▶ _EXERCISE DESCRIPTION_: Return the lines beginning at the one that contains "Exercise. Find the rock in" and continuing to the end of the entries, including both ends, exactly as written and nothing else.

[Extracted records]
** begin **
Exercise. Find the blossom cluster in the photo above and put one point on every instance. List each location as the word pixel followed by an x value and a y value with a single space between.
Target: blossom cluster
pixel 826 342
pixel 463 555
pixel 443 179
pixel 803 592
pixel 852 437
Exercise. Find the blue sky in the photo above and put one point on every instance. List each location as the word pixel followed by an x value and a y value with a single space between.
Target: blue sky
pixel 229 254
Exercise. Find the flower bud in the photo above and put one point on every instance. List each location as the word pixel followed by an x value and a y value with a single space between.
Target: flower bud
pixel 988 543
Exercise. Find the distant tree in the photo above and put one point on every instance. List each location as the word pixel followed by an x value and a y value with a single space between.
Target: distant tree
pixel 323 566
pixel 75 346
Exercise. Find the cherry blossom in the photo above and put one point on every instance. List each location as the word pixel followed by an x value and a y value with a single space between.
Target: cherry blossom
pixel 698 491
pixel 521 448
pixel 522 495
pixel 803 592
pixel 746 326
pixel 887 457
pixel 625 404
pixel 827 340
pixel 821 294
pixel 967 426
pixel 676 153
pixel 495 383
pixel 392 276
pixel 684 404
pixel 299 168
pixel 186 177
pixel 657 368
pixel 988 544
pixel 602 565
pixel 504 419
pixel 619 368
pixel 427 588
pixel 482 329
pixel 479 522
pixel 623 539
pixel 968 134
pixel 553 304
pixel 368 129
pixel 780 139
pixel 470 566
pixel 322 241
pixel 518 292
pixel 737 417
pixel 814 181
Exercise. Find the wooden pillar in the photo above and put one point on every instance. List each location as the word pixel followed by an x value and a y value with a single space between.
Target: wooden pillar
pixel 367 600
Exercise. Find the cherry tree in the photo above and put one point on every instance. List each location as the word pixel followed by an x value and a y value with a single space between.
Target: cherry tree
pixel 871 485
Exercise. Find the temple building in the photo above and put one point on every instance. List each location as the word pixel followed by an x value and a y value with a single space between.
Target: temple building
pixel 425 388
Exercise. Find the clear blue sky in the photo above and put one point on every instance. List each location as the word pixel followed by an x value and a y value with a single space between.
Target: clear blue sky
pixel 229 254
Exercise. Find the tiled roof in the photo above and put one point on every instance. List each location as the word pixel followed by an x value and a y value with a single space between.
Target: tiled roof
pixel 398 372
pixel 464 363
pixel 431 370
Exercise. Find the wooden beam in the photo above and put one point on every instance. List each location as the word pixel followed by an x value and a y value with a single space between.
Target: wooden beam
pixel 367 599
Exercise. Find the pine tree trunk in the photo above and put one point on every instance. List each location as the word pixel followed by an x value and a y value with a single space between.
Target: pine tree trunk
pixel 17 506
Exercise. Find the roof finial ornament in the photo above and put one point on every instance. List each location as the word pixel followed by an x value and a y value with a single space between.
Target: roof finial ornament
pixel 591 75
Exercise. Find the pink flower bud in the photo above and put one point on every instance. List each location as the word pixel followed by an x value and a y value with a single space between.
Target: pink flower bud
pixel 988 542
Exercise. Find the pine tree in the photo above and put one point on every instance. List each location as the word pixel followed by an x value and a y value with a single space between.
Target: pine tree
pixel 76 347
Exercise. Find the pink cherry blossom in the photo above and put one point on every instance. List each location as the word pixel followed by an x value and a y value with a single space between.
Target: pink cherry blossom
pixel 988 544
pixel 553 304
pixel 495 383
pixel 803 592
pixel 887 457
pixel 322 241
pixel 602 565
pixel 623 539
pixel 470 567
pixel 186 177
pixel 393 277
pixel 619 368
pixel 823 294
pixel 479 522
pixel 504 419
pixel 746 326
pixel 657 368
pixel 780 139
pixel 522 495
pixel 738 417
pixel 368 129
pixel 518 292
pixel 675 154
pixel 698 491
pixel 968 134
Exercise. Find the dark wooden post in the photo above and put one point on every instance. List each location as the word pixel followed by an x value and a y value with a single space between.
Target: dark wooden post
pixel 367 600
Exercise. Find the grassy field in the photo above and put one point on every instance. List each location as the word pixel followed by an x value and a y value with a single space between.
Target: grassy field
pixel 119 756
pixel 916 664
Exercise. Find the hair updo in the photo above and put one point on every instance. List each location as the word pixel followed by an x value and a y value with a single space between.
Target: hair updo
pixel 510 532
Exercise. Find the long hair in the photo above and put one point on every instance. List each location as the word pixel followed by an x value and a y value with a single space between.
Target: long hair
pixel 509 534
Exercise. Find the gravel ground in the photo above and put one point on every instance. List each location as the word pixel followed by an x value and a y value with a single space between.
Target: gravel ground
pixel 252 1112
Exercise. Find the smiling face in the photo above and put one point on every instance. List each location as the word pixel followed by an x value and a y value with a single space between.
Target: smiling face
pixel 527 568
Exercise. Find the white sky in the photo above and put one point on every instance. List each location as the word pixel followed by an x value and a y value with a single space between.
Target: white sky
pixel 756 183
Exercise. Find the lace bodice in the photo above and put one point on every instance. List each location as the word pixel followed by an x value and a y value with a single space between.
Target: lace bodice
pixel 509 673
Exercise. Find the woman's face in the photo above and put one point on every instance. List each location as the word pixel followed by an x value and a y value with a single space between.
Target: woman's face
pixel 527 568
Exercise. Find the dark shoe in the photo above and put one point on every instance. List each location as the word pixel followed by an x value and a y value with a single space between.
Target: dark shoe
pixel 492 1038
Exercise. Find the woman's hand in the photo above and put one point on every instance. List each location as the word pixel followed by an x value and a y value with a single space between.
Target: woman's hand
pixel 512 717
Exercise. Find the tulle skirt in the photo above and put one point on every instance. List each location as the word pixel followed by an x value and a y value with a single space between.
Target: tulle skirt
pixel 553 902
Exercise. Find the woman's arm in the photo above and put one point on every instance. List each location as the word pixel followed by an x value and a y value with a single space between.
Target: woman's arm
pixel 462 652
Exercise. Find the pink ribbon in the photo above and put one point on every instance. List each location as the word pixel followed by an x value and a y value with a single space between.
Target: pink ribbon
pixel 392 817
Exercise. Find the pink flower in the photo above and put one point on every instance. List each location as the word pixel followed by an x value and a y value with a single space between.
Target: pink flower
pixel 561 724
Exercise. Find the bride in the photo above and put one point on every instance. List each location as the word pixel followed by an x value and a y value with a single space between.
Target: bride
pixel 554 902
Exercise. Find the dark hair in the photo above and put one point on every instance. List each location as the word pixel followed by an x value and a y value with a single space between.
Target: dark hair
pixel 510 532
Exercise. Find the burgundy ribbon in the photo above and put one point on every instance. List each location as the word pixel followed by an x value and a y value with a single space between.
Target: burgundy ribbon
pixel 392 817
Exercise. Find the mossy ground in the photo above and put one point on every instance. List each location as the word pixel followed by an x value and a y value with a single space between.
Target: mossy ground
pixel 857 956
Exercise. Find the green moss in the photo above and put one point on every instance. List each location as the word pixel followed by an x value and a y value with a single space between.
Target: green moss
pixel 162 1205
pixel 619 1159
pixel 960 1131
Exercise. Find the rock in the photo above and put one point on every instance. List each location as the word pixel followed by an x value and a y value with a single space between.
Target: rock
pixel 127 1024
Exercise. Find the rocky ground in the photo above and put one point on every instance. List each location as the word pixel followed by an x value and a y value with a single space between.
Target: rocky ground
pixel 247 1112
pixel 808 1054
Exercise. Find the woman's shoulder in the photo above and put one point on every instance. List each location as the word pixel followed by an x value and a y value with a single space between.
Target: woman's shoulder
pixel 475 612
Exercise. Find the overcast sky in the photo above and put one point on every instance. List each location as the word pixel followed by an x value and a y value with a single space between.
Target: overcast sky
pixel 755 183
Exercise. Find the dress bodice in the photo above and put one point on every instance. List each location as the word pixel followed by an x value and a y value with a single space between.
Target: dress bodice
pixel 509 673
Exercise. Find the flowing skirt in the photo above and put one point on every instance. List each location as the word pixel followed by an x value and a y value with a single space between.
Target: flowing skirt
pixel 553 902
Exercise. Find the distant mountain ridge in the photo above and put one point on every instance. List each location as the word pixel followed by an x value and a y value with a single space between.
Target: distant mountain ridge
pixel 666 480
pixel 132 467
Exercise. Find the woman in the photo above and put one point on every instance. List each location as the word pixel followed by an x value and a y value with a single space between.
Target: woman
** end **
▶ _ANSWER FOR THIS EXERCISE_:
Exercise. Find the rock in the photo above and put one point on every instance. List each location as the word pixel followed by an x value and a y value with a single space between.
Target: rock
pixel 127 1024
Exercise. Find the rocky ground in the photo above and put one point on every instance. List each location as the word pixel followed by an x value and a y value with a single space between.
Target: rocky ground
pixel 247 1112
pixel 808 1054
Exercise. Find the woman's shoulder in the photo above and put one point on every instance. List each location as the word pixel followed by an x value and a y value with a single space between.
Target: woman's shoulder
pixel 475 612
Exercise. Find the overcast sky in the photo above and put one point on every instance. List each location as the word pixel followed by an x value and a y value with a single space between.
Target: overcast sky
pixel 755 183
Exercise. Find the dress bodice in the photo above and put one point on every instance. List each location as the word pixel followed by an x value and a y value with a single space between.
Target: dress bodice
pixel 509 673
Exercise. Find the flowing skirt in the photo above and put one point on every instance. List each location as the word pixel followed by an x value and a y value with a single space between.
Target: flowing skirt
pixel 553 902
Exercise. Find the distant mountain ridge in the photo above and put one point on every instance. List each location as the word pixel followed by an x value and a y value with a single space between.
Target: distant mountain ridge
pixel 666 480
pixel 132 467
Exercise. Find the woman in the photo above and put one point on every instance. List each location as the word pixel followed by an x value and a y value with a single space between.
Target: woman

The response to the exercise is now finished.